Given instruction: Duplicate the lines below character for character, starting at the line that contains "In this exercise you will indicate the thin" and ending at the line that contains "[(103, 44)]", with both end lines included.

<<<<

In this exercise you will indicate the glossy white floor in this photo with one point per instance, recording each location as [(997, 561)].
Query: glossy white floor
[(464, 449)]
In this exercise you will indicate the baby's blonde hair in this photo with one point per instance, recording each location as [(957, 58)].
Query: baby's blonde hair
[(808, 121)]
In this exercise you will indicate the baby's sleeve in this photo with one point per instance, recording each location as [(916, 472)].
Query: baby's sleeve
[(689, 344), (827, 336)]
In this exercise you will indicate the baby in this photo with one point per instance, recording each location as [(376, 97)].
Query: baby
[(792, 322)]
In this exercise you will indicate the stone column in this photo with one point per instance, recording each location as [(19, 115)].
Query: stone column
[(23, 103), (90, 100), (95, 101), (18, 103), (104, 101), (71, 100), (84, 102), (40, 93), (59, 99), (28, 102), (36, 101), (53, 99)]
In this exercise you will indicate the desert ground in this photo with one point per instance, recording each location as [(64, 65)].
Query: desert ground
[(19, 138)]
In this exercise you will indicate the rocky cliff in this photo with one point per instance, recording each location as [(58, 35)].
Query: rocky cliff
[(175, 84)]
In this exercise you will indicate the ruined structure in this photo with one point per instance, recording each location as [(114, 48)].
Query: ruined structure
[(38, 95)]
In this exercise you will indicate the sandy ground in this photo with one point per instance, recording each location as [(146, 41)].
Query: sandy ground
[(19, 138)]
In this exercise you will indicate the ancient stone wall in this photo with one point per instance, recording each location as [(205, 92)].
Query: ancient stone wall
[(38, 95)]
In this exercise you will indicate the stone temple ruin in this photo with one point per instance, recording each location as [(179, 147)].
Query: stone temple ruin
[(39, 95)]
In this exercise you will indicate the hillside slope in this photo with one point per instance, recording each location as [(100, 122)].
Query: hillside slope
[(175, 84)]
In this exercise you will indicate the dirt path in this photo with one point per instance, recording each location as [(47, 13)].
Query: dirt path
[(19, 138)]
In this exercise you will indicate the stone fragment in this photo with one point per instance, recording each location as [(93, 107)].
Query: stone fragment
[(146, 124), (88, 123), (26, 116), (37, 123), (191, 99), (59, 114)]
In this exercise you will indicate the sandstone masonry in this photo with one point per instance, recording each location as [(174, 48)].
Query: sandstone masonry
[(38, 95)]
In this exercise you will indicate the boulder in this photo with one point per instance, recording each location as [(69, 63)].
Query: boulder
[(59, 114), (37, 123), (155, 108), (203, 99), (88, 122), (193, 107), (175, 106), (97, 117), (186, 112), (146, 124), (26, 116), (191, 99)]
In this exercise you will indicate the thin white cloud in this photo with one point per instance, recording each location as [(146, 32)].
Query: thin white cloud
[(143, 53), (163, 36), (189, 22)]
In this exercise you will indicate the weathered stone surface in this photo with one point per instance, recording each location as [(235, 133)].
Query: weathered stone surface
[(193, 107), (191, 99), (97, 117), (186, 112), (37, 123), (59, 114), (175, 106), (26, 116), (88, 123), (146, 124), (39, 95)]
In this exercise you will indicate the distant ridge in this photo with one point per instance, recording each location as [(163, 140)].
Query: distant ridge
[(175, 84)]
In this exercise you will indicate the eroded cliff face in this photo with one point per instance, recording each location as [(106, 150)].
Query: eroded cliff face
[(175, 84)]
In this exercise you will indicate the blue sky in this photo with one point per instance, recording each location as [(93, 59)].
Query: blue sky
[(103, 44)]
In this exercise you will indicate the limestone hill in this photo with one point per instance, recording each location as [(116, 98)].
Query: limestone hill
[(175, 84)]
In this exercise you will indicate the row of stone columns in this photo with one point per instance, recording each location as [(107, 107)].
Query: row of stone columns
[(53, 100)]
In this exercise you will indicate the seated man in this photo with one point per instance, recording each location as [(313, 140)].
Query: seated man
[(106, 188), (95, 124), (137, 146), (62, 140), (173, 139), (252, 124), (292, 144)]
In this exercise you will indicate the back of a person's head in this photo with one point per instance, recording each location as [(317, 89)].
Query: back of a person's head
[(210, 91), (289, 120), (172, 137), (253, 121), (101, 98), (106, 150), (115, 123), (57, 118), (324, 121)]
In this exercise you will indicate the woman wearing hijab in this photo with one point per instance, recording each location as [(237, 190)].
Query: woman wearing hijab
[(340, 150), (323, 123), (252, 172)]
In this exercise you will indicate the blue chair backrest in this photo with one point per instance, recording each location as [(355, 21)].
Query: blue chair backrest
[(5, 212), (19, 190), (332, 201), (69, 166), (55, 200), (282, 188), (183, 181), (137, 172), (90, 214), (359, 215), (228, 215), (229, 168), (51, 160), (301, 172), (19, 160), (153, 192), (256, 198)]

>>>>

Solution to this task:
In this exercise you will indicate the thin white cloud in this photo with one point per instance, recording each location as [(146, 32)].
Query: thin white cloud
[(143, 53), (163, 36), (189, 22)]
In this exercise you will indicate the weathered stone surface in this photo with one point per instance, recording each location as [(235, 133)].
Query: weathered stone surface
[(193, 107), (191, 99), (97, 117), (186, 112), (37, 123), (59, 114), (175, 106), (26, 116), (88, 123), (146, 124), (39, 95)]
In this exercise you will indicate the distant ridge in this photo with one point per instance, recording each location as [(163, 140)].
Query: distant ridge
[(175, 84)]
In this exercise you will indicate the eroded cliff face in this photo with one point per instance, recording each location as [(106, 150)].
Query: eroded cliff face
[(175, 84)]
In this exercise you will indicate the blue sky in this photo with one point per instance, recording each location as [(93, 59)].
Query: blue sky
[(103, 44)]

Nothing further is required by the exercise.